Text segment:
------------
I can provide more data pieces, but am limited in ability to provide the entire redo file as it's external data.

bersler commented 3 months ago

Hi @mitchellmann , please describe me what is your idea to:

  1. understand what has actually happened
  2. reproduce this problem
  3. write proper implementation how to handle it
  4. make tests that verify proper implementation based on the information above.

What would be next step to do?

There are 2 options:

  1. create a reproduction that I can run to get the same results to do the above
  2. provide redo logs with some data (perhaps an NDA can be signed if this contains sensitive data) - with the redo logs I can alter system dump log file to see the interpretation of Oracle of that data - definitely I can't do that with some dump of one block from the middle of the redo log

If neither of those can be achieved, we can close the issue.

Regards, Adam

mitchellmann commented 3 months ago

Hi @bersler,

I didn't realize Oracle had the ALTER SYSTEM DUMP LOGFILE capability. I think that helps me get unstuck. I'm going to run with that and will circle back with either a resolution or at least more information. Thank you.

bersler commented 3 months ago

It does not print any information about supplemental log anyway.
------------
Dataset excerpt:
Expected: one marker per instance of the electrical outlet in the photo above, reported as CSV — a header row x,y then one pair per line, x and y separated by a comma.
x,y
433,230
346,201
------------
Task set:
1. Write out the Oracle redo log thread again, starting with "1. create a" and going on through "close the issue.", switching "reproduction" to "test case".
2. Carry the Oracle redo log thread forward from its final sentence.

Outputs in order:
1.
1. create a test case that I can run to get the same results to do the above
  2. provide redo logs with some data (perhaps an NDA can be signed if this contains sensitive data) - with the redo logs I can alter system dump log file to see the interpretation of Oracle of that data - definitely I can't do that with some dump of one block from the middle of the redo log

If neither of those can be achieved, we can close the issue.

2.
bersler commented 3 months ago

Any chance for a reproduction? Of not then I will close the issue and we can reopen it when somebody has the same issue and can provide reproduction.

mitchellmann commented 3 months ago

Hi @bersler Was able to reproduce this. I've run one of the logs in question through a log dump. Both REDO RECORDS of the block in question are attached.

I'll note, I had it running just against sys and a single user's tables. This was stable, but action on another schema seems to cause this issue. REDO RECORDS.txt

I'm going to continue some different types of tables to try and further eliminate issue, but wanted to provide this in the interim.

bersler commented 3 months ago

Problem reproduction missing.

mitchellmann commented 3 months ago

Agree with closing at this point. Thanks @bersler

For those that find this later: I've narrowed down the issue to a subset of tables within the database. It's unclear why the supplemental logging has an issue with these few tables. If I find a clear answer, I'll update.

bersler commented 3 months ago

Hi @mitchellmann, please understand that all changes that go to the code must have justification with real test data. If I don't have test data I will not change a single byte. I must be able to verify with all further changes of the code that still this test data is parsed correctly. If you find a solution please go ahead with a fork of the project. Good luck!

mitchellmann commented 2 months ago

For those who find this later. This issue was a database trigger. Most triggers seem ok, but issues seem to arise on: BEFORE [INSERT, UPDATE, DELETE] FOR EACH ROW triggers.

"Before" OR "for each row" is ok, but not together.

@bersler is this expected? I can't find anything in the repo.

bersler commented 2 months ago

Thanks @mitchellmann for feedback. Great work!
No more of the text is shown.